**TASK STATEMENT**
Apart from the pictures, reproduce the data below exactly as it stands.

───── GIVEN RECORDS ─────

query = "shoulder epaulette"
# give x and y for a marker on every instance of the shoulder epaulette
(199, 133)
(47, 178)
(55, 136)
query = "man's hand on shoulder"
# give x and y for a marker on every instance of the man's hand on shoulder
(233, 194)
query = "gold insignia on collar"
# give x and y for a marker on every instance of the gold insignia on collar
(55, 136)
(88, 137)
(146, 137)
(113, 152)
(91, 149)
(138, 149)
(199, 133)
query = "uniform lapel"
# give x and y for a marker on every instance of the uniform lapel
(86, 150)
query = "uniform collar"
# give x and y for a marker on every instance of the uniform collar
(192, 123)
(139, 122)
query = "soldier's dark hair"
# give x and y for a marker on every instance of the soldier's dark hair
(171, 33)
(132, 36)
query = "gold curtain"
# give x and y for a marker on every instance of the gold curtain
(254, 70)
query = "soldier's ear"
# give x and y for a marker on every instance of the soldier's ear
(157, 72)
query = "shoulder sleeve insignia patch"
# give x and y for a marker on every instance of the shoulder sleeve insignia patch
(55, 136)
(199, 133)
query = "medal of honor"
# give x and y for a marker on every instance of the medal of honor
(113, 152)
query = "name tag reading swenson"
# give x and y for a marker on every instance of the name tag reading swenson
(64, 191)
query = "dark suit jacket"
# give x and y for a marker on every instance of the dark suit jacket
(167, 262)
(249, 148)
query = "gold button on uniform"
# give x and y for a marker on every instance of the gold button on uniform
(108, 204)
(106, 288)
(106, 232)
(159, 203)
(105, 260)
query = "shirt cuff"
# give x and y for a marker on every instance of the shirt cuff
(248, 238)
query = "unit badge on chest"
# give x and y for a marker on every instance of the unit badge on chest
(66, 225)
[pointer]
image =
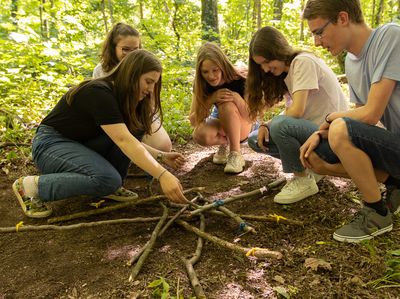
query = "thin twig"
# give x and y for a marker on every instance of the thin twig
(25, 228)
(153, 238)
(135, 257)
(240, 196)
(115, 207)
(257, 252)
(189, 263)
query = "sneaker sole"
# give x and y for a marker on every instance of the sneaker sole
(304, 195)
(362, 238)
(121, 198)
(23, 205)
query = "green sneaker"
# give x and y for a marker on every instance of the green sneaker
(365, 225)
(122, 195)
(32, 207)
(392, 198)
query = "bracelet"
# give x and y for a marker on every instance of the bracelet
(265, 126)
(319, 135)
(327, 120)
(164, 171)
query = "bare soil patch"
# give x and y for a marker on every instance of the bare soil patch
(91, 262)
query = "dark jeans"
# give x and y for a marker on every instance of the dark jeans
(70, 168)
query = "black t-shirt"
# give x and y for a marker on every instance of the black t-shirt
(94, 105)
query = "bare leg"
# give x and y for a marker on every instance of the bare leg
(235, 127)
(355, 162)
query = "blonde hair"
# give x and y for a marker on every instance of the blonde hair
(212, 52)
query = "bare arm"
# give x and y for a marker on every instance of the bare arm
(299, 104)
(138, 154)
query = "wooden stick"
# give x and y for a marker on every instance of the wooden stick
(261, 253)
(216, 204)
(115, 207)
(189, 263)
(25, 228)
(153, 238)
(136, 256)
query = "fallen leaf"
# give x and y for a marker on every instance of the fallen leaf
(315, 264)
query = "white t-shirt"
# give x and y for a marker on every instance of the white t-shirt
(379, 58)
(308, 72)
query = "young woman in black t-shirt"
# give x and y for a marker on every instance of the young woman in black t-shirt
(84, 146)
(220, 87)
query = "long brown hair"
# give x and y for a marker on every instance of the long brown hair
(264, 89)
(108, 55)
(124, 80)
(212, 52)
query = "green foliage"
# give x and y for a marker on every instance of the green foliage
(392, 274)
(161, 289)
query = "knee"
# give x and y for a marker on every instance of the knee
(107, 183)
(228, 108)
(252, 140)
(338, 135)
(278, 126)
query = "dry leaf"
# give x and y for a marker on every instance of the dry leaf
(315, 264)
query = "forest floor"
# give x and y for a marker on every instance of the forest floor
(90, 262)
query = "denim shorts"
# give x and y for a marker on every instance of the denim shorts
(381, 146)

─────

**OUTPUT OF THE TASK**
query = "shoulder epaulette"
# give x and y for a marker on every instance of the shoulder epaulette
(199, 133)
(47, 178)
(55, 136)
query = "man's hand on shoulder"
# give x and y for a marker on every instance of the man's hand on shoulder
(233, 194)
query = "gold insignia on collar"
# give x and y for a marker on every instance of the gold insignia on collar
(55, 136)
(88, 137)
(146, 137)
(113, 152)
(91, 149)
(138, 149)
(199, 133)
query = "uniform lapel"
# give x and y for a marker on every instance of the uniform lapel
(86, 150)
query = "uniform collar"
# give x and y for a marker on every instance of the uniform collar
(192, 123)
(139, 122)
query = "soldier's dark hair"
# give x and y for a marker on every instance of the soldier's dark hair
(171, 33)
(132, 36)
query = "gold curtain"
# give x and y for a marker on every instance of the gold curtain
(254, 70)
query = "soldier's ear"
# give x and y for a marker on every instance of the soldier's ear
(157, 72)
query = "shoulder sleeve insignia patch"
# give x and y for a marker on every instance of the shoulder sleeve insignia patch
(55, 136)
(199, 133)
query = "medal of honor"
# give x and y for a marker on every instance of the medal of honor
(113, 152)
query = "name tag reading swenson"
# give x and y for a marker on every instance of the name tag reading swenson
(64, 191)
query = "dark suit jacket"
# give x and y for a marker on every instance of the dark suit jacket
(167, 262)
(249, 148)
query = "gold button on uniform"
# give x and y for a marker on every instance of the gold button on uniform
(108, 204)
(106, 288)
(106, 232)
(159, 203)
(105, 260)
query = "shirt cuff"
# give x and y for a marker on every instance of the shirt cuff
(248, 238)
query = "unit badge on chest"
# give x and y for a marker on every instance of the unit badge on chest
(66, 225)
[pointer]
image =
query = "thin twig"
# give x and y for a marker on every instance of the thin twig
(25, 228)
(153, 238)
(135, 257)
(240, 196)
(115, 207)
(257, 252)
(189, 263)
query = "sneaker sole"
# give x and y for a marker on every instance of the sneaker sole
(304, 195)
(362, 238)
(121, 198)
(23, 205)
query = "green sneaker"
# give x and y for a marker on every instance of the green sneaker
(365, 225)
(122, 195)
(32, 207)
(392, 198)
query = "bracelet"
# give x and y for a marker on every instance of the bracelet
(265, 126)
(319, 135)
(327, 120)
(164, 171)
query = "bare soil patch"
# give x and y for a marker on every instance of the bare soil patch
(91, 262)
query = "dark jeans"
# give x and y for a marker on every instance of the dark jeans
(70, 168)
query = "black t-shirt"
# give x and y for a marker on every instance of the black t-shirt
(94, 105)
query = "bare leg"
# give x and y for a marker on every instance of the bare leg
(235, 127)
(355, 162)
query = "blonde hair"
# give x and y for a marker on every instance of the blonde hair
(212, 52)
query = "bare arm"
# give x and y for a marker on every instance of the bare arm
(299, 104)
(138, 154)
query = "wooden stick"
# give x and y for a marker on every instance of the wooden stick
(261, 253)
(216, 204)
(115, 207)
(189, 263)
(25, 228)
(153, 238)
(136, 256)
query = "fallen leaf"
# give x and y for a marker on every instance of the fallen leaf
(315, 264)
query = "white t-shirt"
# give x and y for a marker on every instance of the white t-shirt
(379, 58)
(308, 72)
query = "young woman in black t-shirt"
# give x and y for a marker on every instance of the young woman in black t-shirt
(84, 146)
(220, 87)
query = "long brown hair"
# give x and y for a marker on every instance of the long brown hair
(264, 89)
(108, 55)
(124, 80)
(212, 52)
query = "green foliage"
# give x and y for a marker on every instance of the green foliage
(392, 274)
(161, 289)
query = "knee"
# give x and y for a marker on every instance of the knee
(107, 183)
(228, 108)
(252, 140)
(338, 135)
(278, 126)
query = "dry leaf"
# give x and y for a marker on every instance of the dry leaf
(315, 264)
query = "forest floor"
# give x and y for a marker on every instance of the forest floor
(90, 262)
query = "denim shorts"
# give x and y for a marker on every instance of the denim shorts
(381, 146)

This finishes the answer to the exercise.